• _Problems and tasks_:
a) Write out the portion of the Wine Services scraping notebook beginning at "# Wine Services" and finishing at "the same time.".
b) Extend the Wine Services scraping notebook past its final sentence.

• _Text provided_:

## Start

# Wine Services WebScraping
Jack d'Entremont

Welcome!  First time users, follow the appropriate instructions in the attached documents to view Wine Services data.


The following code imports the necessary extensions for the program to work.  First time users, be sure to follow all instructions in the attached documents prior to running the code.  After running the code, when prompted, select 'Python Environments' and the most up to date option.  To run the code, click anywhere in the block, and press Shift and Enter at the same time.

In [None]:
from selenium import webdriver
from selenium.webdriver.common.action_chains import ActionChains
from selenium.webdriver.common.by import By
from selenium.webdriver.common.keys import Keys
from selenium.common.exceptions import NoSuchElementException
from selenium.webdriver.support import *
from selenium.webdriver.support import expected_conditions as EC
from selenium.webdriver.support.ui import *
from selenium.webdriver.chrome.service import Service as ChromeService
from webdriver_manager.chrome import ChromeDriverManager
import helperFunctions
import numpy as np
import pandas as pd
from IPython.display import display
import openpyxl
import re

Now that you have imported all extensions, it is time to tell the program where your driver is located.

## End

• _Raw data_:

## Start

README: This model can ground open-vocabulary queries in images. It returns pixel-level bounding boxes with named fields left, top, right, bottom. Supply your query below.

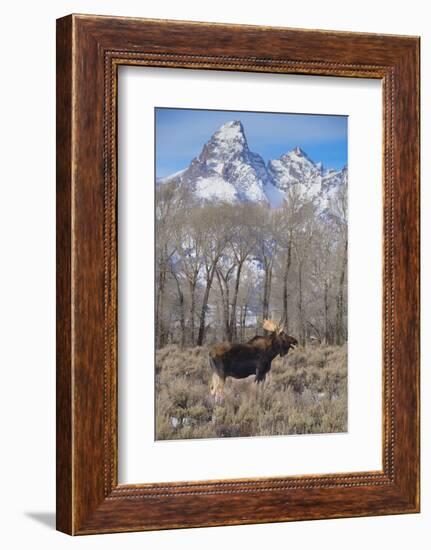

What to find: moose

## End

• _Outputs in order_:
a)
# Wine Services WebScraping
Jack d'Entremont

Welcome!  First time users, follow the appropriate instructions in the attached documents to view Wine Services data.


The following code imports the necessary extensions for the program to work.  First time users, be sure to follow all instructions in the attached documents prior to running the code.  After running the code, when prompted, select 'Python Environments' and the most up to date option.  To run the code, click anywhere in the block, and press Shift and Enter at the same time.

b)
In the code below, please enter the path to the web driver on your system.  If the driver is in your downloads, your path might look like this:

'/Users/john.smith/Downloads/chromedriver_mac64'

Once you have entered the path, run the code.

NOTE:  Running this code opens an internet browser.  DO NOT interact with this window.  Ensure it is open in full screen, then leave it running in the background, and return to this program.  Run the code below by clicking anywhere in the box and pressing shift and enter at the same time.

In [None]:
driver_path = '/Users/jack.dentremont/Downloads/chromedriver-mac-arm64/chromedriver'
service = ChromeService(driver_path)
driver = webdriver.Chrome(service=service)
driver.get('https://myapp.wine-services.com/dashboard')

Run the code in the following box to navigate to the correct webpage.  Run by clicking anywhere in the box, and pressing shift+enter.

In [None]:
email = driver.find_element(By.XPATH, '//input[@label="email"]')
email.send_keys('jack.dentremont@cbrands.com')
password = driver.find_element(By.XPATH, '//input[@label="Mot de passe"]')
password.send_keys('wG88K86Biz')
button = driver.find_element(By.XPATH, '//div[@class="loginSubmitContainer"]')
button.click()

driver.implicitly_wait(5)

accept_terms = driver.find_element(By.XPATH, '//div[@class="sc-EHOje bxzNxf"]')
accept_terms.click()

driver.implicitly_wait(5)

distribution = driver.find_element(By.XPATH, '//a[@href="/distribution"]')
distribution.click()

driver.implicitly_wait(5)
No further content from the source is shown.